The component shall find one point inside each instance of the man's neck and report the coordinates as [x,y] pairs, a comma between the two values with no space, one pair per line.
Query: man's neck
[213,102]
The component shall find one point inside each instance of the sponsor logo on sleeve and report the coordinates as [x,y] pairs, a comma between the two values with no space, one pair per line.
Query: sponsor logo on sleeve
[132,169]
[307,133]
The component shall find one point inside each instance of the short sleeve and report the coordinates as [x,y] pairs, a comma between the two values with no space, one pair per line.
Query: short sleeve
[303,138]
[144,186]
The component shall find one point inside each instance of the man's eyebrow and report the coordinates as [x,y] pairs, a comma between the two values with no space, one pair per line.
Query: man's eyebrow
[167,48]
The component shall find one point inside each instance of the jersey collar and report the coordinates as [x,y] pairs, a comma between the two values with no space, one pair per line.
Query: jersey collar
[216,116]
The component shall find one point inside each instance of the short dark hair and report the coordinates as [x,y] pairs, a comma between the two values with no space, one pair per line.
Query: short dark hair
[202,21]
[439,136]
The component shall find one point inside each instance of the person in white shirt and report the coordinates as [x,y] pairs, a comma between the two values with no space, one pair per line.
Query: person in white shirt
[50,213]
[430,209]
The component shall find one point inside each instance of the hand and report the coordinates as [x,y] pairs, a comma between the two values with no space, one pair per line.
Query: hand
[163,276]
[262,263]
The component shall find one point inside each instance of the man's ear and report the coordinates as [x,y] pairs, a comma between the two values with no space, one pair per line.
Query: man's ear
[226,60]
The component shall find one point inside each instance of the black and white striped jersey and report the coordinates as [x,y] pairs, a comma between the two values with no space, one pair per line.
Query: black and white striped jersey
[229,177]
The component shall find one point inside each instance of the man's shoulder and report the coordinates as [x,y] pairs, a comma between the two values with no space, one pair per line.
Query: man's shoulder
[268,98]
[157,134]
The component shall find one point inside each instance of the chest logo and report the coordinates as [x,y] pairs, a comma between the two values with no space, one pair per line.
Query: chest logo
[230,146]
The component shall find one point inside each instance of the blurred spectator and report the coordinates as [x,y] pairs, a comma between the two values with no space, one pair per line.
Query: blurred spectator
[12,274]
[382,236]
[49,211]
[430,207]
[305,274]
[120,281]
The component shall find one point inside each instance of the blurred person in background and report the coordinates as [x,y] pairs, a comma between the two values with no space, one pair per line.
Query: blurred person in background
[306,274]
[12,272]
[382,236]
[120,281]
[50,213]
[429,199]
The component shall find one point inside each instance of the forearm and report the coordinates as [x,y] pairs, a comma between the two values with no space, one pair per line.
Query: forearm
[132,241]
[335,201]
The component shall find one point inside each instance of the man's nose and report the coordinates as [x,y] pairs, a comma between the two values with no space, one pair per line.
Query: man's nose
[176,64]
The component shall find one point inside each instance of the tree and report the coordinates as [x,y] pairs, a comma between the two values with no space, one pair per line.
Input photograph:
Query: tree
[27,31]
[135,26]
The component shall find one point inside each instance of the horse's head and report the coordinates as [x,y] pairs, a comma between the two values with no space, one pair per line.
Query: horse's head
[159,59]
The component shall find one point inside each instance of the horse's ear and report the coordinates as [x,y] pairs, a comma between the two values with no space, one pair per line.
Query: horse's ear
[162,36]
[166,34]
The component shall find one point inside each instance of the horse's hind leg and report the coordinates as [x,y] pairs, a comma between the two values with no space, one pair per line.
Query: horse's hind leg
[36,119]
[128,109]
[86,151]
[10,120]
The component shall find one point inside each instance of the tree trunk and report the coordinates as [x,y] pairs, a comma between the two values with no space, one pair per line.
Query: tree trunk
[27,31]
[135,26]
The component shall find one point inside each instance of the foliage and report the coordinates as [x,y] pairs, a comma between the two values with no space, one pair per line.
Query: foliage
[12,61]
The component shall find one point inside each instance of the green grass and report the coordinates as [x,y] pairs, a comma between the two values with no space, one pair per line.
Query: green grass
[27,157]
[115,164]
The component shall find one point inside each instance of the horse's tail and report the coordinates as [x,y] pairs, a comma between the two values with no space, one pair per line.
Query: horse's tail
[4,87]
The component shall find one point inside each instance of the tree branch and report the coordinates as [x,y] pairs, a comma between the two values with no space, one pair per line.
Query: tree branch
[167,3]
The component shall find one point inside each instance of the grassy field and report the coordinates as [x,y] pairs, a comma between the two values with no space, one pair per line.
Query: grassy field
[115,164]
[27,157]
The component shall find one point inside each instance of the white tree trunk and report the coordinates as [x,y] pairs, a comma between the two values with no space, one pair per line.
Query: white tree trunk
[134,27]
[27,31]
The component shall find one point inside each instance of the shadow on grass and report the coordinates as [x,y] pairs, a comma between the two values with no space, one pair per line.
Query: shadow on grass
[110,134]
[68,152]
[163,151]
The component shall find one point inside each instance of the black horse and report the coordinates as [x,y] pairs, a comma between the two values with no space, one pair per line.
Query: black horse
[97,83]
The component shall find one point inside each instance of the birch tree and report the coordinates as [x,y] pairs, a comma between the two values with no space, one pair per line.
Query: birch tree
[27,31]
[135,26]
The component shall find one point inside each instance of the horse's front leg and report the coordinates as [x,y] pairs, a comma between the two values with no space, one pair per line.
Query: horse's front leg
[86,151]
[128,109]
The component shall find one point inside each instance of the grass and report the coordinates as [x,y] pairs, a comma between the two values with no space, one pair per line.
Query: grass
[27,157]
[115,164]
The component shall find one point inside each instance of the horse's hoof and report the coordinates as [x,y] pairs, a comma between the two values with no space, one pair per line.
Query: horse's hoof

┄┄┄┄┄┄┄┄┄┄┄┄┄┄┄┄┄┄┄┄

## Written problem
Print all of the records above verbatim, line for line.

## Output for this task
The component shall find one point inside each instance of the man's neck and report the coordinates as [x,y] pairs, a comma between the two values with no space, one pair per line.
Query: man's neck
[213,102]
The component shall find one point inside each instance of the sponsor logo on sleeve and report the coordinates as [x,y] pairs, a comma between the two values with no space, one pair per line.
Query: sponsor logo on sleeve
[132,169]
[307,133]
The component shall find one point inside each instance of the short sleeve and report the coordinates as [x,y] pairs, a comma between the two values with no space, one pair per line.
Query: short sleeve
[303,138]
[144,186]
The component shall find one point inside each instance of the man's eyebrow and report the coordinates as [x,y] pairs, a comma between the two values with no space, one pair per line.
Query: man's eyebrow
[167,48]
The component shall find one point inside each instance of the jersey collar and report the coordinates as [x,y] pairs, a comma between the two values with no space, one pair per line.
Query: jersey collar
[216,116]
The component shall find one point inside each instance of the short dark hair and report the coordinates as [x,y] pairs, a comma between the two values with no space, one pair per line.
Query: short dark hair
[202,21]
[439,136]
The component shall find one point inside each instance of the person in white shirt and report the coordinates as [x,y] pairs, a comma between the two values with no space, one pair per line.
Query: person in white shirt
[50,213]
[430,209]
The component shall find one point inside each instance of the hand and report the coordinates as [x,y] pairs, a comma between the two values with no space, one pair per line.
Query: hand
[163,276]
[262,263]
The component shall find one point inside each instance of the man's ear and report the coordinates as [x,y] pairs, a comma between the two values with no space, one pair per line.
Query: man's ear
[226,60]
The component shall find one point inside each instance of the black and white striped jersey and report the coordinates as [x,y] pairs, a comma between the two values with no space, one pair per line.
Query: black and white striped jersey
[229,177]
The component shall find one point inside each instance of the man's shoulder and report the coordinates as [x,y] pairs, a comma between the two values with no space, one pair per line.
Query: man's shoulder
[268,98]
[157,134]
The component shall find one point inside each instance of the chest logo and report the coordinates as [x,y] pairs, a comma between the two values with no space, one pair per line.
Query: chest logo
[230,146]
The component shall find one point inside each instance of the blurred spectator and report the coordinates as [x,y] pairs, a comma between the two values with no space, one pair per line.
Query: blurred spectator
[12,274]
[382,236]
[49,211]
[430,207]
[305,274]
[120,281]
The component shall find one point inside each instance of the blurred person in background and report the coordinates as [x,y] pairs, a comma between the two values with no space, one pair per line.
Query: blurred person in background
[306,274]
[12,272]
[382,236]
[120,281]
[50,213]
[429,199]
The component shall find one point inside each instance of the forearm and report the coordinates as [x,y] pairs, a comma between the two values with no space, one pair per line.
Query: forearm
[132,241]
[335,201]
The component shall find one point inside each instance of the man's nose and report the coordinates as [x,y] pairs, a comma between the two values with no space, one pair per line.
Query: man's nose
[176,64]
The component shall find one point inside each instance of the tree and report the coordinates as [x,y] pairs, a comma between the two values with no space, one pair per line.
Input photograph:
Query: tree
[27,31]
[135,26]
The component shall find one point inside each instance of the horse's head and report the coordinates as [x,y] pairs, a comma between the two values with no space, one pair per line.
Query: horse's head
[159,59]
The component shall find one point inside each instance of the horse's ear and report the coordinates as [x,y] pairs, a comma between the two values with no space, one pair per line.
Query: horse's ear
[162,36]
[166,34]
The component shall find one point inside each instance of the horse's hind leg and report the coordinates as [x,y] pairs, a comma between the two values with no space, one pair per line.
Query: horse's hind leg
[36,119]
[128,109]
[86,151]
[10,120]
The component shall find one point inside each instance of the tree trunk and report the coordinates as [x,y] pairs, a comma between the two values with no space, one pair per line.
Query: tree trunk
[27,31]
[135,26]
The component shall find one point inside each instance of the foliage and report the coordinates as [x,y] pairs, a comma between the two values with no space, one pair per line.
Query: foliage
[12,61]
The component shall find one point inside each instance of the green grass and report the coordinates as [x,y] pairs, a comma between the two values with no space, one pair per line.
Query: green grass
[27,157]
[115,164]
The component shall find one point inside each instance of the horse's tail and report the coordinates as [x,y] pairs, a comma between the two values with no space, one pair per line.
Query: horse's tail
[4,87]
The component shall find one point inside each instance of the tree branch and report the coordinates as [x,y] pairs, a comma between the two values with no space, one pair per line.
Query: tree branch
[167,3]
The component shall find one point inside each instance of the grassy field and report the coordinates as [x,y] pairs, a comma between the two values with no space, one pair per line.
Query: grassy field
[115,164]
[27,157]
The component shall find one point inside each instance of the white tree trunk and report the coordinates as [x,y] pairs, a comma between the two values with no space, one pair per line.
Query: white tree trunk
[134,27]
[27,31]
The component shall find one point inside each instance of the shadow on grass and report the coordinates as [x,y] pairs, a comma between the two values with no space, one pair per line.
Query: shadow on grass
[110,134]
[68,152]
[163,151]
The component shall find one point inside each instance of the black horse and report the coordinates as [x,y] pairs, a comma between the two values with no space, one pair per line.
Query: black horse
[97,83]
The component shall find one point inside each instance of the birch tree and report the coordinates as [x,y] pairs, a comma between the two values with no space, one pair per line.
Query: birch tree
[27,31]
[135,26]
The component shall find one point inside each instance of the horse's front leg and report the coordinates as [x,y] pairs, a comma between the two values with no space, one pair per line.
Query: horse's front leg
[86,151]
[128,109]
The component shall find one point inside each instance of the grass and report the coordinates as [x,y] pairs, a comma between the two values with no space, one pair per line.
Query: grass
[27,157]
[115,164]
The component shall find one point inside each instance of the horse's hoof and report the coordinates as [x,y] pairs, a comma between the two values with no space, one pair per line.
Query: horse's hoof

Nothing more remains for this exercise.